LISTED ENTRIES:
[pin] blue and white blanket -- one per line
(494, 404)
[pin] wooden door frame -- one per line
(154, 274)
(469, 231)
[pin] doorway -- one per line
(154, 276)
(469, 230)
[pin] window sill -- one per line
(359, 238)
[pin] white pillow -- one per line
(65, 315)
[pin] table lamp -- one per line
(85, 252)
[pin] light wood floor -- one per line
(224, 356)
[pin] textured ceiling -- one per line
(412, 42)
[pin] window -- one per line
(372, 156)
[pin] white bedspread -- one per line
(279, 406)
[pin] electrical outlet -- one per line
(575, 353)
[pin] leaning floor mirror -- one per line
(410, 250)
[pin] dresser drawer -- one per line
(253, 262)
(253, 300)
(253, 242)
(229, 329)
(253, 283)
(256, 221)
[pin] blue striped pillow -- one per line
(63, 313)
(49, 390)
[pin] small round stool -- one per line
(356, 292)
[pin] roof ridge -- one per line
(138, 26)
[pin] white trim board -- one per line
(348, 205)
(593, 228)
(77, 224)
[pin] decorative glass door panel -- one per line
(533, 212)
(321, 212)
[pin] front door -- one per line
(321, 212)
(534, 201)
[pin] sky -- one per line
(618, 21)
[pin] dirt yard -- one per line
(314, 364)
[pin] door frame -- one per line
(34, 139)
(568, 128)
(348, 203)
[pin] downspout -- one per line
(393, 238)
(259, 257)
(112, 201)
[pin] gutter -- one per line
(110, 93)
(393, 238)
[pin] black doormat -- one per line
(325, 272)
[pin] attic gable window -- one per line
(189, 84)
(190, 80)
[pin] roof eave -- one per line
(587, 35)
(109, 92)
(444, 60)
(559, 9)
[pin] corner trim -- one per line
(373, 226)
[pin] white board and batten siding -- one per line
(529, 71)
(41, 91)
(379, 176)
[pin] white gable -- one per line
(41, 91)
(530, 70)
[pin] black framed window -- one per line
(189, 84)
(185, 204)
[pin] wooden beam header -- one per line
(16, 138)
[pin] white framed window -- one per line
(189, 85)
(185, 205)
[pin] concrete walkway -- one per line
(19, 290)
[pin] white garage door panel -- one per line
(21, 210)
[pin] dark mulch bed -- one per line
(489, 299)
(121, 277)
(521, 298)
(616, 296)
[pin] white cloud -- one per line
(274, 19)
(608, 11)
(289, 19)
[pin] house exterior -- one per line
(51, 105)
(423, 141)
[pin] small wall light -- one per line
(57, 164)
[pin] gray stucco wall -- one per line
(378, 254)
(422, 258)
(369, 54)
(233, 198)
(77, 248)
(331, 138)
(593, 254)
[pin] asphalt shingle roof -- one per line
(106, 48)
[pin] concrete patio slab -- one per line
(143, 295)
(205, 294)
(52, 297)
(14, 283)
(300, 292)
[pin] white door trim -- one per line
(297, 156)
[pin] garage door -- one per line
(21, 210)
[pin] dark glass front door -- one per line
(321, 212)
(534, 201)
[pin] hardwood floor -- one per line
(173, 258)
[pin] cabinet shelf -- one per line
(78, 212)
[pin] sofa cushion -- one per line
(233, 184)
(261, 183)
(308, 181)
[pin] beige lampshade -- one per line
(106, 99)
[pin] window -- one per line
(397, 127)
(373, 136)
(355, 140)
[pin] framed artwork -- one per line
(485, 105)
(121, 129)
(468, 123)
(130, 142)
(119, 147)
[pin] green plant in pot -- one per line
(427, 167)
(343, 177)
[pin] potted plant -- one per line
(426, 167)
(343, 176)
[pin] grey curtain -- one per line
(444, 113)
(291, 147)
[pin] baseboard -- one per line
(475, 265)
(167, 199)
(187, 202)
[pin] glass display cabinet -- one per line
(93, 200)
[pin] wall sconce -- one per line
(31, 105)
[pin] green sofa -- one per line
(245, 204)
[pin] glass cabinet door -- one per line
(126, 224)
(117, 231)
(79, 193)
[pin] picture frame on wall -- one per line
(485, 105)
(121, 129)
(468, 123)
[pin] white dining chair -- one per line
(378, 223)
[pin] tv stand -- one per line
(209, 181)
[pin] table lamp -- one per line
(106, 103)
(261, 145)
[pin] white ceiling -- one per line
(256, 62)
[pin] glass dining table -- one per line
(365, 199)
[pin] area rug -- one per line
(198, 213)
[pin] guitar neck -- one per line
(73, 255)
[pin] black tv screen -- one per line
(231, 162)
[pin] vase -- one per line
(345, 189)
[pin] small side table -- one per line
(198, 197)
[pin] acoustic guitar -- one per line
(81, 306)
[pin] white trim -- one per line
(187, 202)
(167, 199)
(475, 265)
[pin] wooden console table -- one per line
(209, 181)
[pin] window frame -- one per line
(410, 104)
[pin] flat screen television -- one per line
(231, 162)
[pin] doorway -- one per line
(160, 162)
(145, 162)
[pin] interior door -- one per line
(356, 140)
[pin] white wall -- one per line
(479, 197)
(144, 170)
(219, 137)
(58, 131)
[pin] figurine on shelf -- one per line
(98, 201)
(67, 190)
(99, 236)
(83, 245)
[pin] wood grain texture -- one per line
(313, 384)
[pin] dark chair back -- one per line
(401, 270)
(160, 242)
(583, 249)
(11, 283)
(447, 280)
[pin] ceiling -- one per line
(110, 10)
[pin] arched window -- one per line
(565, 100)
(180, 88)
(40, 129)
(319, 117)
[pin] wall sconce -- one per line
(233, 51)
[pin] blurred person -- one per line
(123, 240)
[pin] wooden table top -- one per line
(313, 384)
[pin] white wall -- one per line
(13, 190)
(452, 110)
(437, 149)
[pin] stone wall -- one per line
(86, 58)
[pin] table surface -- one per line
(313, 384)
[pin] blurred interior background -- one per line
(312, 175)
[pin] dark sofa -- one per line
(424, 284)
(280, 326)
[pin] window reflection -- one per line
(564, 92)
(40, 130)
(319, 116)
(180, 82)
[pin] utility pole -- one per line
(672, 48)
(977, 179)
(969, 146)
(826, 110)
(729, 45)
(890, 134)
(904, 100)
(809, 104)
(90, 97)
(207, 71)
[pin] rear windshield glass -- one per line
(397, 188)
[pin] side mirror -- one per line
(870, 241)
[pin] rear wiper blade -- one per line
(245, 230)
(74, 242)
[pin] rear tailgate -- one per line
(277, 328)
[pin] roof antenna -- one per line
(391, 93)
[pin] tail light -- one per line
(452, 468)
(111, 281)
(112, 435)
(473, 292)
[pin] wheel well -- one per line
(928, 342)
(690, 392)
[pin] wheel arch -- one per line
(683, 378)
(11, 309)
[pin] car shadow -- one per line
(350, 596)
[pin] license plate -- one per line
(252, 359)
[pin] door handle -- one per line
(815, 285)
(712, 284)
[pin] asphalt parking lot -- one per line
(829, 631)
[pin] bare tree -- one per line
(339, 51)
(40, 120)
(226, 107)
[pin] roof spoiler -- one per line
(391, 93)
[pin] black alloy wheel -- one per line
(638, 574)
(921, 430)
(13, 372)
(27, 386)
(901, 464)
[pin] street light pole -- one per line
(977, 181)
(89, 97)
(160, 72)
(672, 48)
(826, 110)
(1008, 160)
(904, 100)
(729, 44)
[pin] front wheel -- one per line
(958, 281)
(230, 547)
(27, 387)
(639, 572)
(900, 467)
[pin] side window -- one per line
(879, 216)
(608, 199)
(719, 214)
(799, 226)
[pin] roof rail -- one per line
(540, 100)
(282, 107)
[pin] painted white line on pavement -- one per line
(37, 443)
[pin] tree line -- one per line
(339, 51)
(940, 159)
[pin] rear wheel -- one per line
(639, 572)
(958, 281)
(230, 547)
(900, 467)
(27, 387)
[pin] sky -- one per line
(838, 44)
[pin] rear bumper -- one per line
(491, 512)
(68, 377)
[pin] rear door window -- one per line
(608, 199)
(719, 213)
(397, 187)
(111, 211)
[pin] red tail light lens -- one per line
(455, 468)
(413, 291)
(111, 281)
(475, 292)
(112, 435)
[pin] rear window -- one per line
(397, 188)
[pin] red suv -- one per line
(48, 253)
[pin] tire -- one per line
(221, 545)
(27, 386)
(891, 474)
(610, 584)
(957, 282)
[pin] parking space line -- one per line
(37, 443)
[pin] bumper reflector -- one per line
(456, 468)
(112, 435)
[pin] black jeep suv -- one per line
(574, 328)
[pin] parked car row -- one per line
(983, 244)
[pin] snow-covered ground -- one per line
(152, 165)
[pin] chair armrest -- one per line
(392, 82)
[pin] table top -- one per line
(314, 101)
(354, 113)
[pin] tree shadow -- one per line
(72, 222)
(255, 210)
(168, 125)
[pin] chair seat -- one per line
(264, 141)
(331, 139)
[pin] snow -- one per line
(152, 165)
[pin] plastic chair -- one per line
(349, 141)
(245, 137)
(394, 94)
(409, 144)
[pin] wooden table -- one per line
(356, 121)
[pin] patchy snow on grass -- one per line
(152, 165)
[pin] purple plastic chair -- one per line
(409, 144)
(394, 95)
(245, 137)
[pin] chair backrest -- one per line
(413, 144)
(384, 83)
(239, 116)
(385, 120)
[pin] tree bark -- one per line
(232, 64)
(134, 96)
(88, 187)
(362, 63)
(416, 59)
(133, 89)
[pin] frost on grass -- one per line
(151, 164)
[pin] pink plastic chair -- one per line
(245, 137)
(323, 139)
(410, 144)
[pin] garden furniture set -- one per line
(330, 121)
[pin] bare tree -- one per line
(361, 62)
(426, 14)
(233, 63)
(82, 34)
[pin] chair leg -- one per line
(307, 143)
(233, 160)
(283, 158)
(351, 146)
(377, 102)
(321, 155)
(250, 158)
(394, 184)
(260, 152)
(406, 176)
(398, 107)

EXERCISE DETAILS: Starting with the line that contains "[pin] rear bumper -- one per line", repeat each line through the last one exactly as it appears. Include both ends and nothing more.

ANSWER TO THE PROBLEM:
[pin] rear bumper -- one per line
(491, 512)
(68, 377)
[pin] rear door window -- one per line
(608, 199)
(719, 213)
(397, 187)
(111, 211)
[pin] red tail light lens -- one per line
(455, 468)
(413, 291)
(111, 281)
(475, 292)
(112, 435)
[pin] rear window -- one per line
(397, 188)
[pin] red suv -- one per line
(48, 253)
[pin] tire -- one per line
(221, 545)
(27, 386)
(891, 474)
(610, 584)
(957, 282)
[pin] parking space line -- one per line
(37, 443)
[pin] bumper reflector -- one per line
(456, 468)
(112, 435)
[pin] black jeep suv -- one per line
(574, 328)
[pin] parked car row -- one per line
(983, 244)
[pin] snow-covered ground -- one per line
(152, 165)
[pin] chair armrest -- one per line
(392, 82)
[pin] table top -- one per line
(314, 101)
(354, 113)
[pin] tree shadow -- one per line
(72, 222)
(255, 210)
(168, 125)
[pin] chair seat -- one per line
(264, 141)
(331, 139)
[pin] snow -- one per line
(152, 165)
[pin] plastic chair -- one per line
(349, 141)
(245, 137)
(394, 94)
(409, 144)
[pin] wooden table -- one per line
(356, 121)
[pin] patchy snow on grass -- one per line
(152, 165)
[pin] purple plastic chair -- one per line
(409, 144)
(394, 95)
(245, 137)
[pin] chair backrest -- one per line
(413, 144)
(384, 83)
(239, 116)
(385, 120)
[pin] tree bark -- one per line
(232, 64)
(134, 96)
(88, 187)
(362, 63)
(416, 59)
(133, 89)
[pin] frost on grass -- one per line
(151, 164)
[pin] pink plastic chair -- one per line
(245, 137)
(323, 139)
(410, 144)
[pin] garden furniture set -- one per line
(330, 121)
[pin] bare tree -- one per line
(361, 62)
(426, 14)
(233, 63)
(82, 34)
[pin] chair leg -- one per line
(307, 143)
(233, 160)
(283, 158)
(351, 146)
(377, 102)
(321, 155)
(250, 158)
(394, 184)
(260, 152)
(406, 176)
(398, 107)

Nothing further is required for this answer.